◆ **The data**
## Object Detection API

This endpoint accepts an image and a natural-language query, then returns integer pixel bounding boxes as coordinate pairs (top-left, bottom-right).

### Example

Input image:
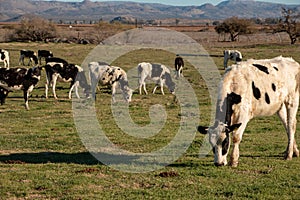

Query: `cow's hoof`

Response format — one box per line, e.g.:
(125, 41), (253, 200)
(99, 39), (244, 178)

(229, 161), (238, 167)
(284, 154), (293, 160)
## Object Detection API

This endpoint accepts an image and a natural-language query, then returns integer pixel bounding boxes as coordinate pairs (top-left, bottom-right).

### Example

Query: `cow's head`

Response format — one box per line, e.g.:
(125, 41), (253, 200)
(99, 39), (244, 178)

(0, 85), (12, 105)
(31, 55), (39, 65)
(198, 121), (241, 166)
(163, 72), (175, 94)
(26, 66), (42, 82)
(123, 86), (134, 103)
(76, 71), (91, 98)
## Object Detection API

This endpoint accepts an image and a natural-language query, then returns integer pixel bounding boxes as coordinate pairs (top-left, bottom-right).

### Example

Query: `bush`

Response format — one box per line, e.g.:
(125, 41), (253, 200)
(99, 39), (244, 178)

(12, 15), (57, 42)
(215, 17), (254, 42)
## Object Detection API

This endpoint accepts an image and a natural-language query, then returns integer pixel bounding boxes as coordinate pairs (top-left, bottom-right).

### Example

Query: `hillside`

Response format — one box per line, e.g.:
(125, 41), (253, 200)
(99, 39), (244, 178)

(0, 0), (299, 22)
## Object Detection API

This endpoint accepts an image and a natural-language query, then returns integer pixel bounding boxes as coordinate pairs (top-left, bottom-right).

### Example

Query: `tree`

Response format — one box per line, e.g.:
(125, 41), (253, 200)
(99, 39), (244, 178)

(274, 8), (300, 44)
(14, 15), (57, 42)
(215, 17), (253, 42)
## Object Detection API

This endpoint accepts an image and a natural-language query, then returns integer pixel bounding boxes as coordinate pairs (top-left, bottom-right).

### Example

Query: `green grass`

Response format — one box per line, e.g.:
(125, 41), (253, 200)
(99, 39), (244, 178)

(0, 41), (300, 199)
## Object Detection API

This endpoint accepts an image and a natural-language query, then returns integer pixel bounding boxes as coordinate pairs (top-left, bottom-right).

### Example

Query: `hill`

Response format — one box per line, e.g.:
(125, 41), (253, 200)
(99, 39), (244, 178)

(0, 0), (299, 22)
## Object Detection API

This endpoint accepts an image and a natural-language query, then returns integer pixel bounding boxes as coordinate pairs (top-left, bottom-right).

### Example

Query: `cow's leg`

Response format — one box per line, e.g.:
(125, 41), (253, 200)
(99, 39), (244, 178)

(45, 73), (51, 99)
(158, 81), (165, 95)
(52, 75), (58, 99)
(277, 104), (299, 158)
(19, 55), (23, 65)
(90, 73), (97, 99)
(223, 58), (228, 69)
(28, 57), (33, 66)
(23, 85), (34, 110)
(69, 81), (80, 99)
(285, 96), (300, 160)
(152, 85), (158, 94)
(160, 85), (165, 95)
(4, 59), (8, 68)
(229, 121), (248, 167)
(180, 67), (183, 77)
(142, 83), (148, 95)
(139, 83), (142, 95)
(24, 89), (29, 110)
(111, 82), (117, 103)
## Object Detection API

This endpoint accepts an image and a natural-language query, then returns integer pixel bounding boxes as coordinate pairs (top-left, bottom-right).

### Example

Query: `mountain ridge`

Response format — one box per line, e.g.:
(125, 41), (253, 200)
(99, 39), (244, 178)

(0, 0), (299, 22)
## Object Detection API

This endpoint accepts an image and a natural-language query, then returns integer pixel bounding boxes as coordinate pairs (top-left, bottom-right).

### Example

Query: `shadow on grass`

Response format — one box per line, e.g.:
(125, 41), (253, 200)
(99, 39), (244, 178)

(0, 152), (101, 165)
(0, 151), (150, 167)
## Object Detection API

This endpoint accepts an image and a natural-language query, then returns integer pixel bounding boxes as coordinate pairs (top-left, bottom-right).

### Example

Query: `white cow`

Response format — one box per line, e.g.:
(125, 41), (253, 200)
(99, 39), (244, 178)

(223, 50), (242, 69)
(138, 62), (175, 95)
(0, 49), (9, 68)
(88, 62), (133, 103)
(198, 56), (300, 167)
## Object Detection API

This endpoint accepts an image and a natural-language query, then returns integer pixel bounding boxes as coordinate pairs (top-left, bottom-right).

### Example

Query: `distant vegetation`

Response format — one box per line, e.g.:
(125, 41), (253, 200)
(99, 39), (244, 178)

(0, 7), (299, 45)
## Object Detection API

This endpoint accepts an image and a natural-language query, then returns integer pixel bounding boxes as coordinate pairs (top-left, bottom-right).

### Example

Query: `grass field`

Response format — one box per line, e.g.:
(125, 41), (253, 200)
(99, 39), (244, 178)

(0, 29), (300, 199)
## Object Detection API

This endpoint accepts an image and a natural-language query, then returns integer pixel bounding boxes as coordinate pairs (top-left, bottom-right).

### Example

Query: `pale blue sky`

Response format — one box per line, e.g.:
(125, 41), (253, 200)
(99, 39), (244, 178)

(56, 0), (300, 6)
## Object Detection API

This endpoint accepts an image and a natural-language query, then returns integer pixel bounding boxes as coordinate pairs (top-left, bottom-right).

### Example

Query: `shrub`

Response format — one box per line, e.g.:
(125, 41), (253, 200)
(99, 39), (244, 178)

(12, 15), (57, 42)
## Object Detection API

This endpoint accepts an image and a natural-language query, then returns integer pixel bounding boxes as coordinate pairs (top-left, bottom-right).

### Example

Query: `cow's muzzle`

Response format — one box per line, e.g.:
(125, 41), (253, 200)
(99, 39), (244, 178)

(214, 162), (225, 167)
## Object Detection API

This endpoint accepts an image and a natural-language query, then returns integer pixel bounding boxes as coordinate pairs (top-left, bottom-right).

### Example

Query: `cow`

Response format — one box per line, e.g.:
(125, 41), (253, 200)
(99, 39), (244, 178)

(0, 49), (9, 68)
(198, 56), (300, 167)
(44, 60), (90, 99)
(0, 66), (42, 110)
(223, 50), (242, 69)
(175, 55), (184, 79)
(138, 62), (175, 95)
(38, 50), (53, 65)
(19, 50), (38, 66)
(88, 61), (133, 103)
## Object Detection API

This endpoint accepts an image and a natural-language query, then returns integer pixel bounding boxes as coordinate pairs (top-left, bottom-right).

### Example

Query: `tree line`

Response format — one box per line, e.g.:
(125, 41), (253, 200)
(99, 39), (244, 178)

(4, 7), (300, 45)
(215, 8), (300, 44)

---

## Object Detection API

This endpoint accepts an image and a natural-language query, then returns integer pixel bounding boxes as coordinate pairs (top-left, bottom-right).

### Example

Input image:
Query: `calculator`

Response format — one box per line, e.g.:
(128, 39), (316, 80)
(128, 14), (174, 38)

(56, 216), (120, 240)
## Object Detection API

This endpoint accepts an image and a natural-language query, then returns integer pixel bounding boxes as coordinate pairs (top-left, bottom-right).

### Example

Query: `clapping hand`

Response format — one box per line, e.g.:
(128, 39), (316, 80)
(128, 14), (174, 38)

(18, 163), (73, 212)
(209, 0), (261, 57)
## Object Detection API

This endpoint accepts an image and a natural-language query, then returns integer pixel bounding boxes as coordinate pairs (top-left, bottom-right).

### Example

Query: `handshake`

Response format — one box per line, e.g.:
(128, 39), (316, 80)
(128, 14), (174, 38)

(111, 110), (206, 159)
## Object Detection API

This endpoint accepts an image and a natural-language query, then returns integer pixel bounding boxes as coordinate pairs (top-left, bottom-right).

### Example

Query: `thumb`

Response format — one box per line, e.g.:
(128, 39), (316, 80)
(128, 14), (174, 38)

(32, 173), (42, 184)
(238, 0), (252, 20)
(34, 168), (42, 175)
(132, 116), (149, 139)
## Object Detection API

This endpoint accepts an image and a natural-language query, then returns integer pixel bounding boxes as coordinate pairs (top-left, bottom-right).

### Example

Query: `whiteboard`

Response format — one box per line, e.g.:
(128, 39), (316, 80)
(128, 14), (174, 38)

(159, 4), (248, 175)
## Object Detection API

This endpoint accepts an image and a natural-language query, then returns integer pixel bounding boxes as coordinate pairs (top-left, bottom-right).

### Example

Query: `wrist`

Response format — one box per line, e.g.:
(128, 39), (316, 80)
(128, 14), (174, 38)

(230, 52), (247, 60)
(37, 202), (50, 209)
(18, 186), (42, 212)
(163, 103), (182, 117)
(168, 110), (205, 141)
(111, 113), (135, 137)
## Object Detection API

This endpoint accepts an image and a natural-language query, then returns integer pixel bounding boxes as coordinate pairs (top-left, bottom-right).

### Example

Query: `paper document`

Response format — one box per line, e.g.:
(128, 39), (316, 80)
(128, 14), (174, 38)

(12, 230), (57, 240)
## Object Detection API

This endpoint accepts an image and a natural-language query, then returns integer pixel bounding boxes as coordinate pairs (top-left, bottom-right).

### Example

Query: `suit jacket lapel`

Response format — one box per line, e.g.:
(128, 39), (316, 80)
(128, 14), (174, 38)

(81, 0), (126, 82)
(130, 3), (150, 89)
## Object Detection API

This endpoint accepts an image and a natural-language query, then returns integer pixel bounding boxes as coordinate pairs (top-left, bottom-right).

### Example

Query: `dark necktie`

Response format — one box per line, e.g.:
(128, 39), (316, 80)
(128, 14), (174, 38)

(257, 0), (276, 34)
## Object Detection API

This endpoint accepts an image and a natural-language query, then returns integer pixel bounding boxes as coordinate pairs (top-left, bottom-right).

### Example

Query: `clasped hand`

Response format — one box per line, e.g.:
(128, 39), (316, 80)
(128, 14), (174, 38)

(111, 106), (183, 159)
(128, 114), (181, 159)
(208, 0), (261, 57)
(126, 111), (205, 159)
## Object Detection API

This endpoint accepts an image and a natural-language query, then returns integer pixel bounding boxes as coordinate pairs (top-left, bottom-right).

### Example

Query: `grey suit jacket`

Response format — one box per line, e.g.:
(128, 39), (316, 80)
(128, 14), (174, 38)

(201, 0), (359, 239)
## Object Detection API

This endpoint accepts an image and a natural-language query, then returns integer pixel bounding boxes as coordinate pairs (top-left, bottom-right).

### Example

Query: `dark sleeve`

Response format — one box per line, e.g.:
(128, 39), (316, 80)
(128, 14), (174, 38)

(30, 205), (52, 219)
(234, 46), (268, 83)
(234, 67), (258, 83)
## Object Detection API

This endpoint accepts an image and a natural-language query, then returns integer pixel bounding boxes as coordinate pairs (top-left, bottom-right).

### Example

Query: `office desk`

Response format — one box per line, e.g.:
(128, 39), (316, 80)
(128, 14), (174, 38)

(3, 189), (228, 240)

◆ **Task to carry out**
For every line of the material above that contains the word "grass", show the line.

◆ **Exercise result**
Query: `green grass`
Query: `shadow on grass`
Query: `grass field`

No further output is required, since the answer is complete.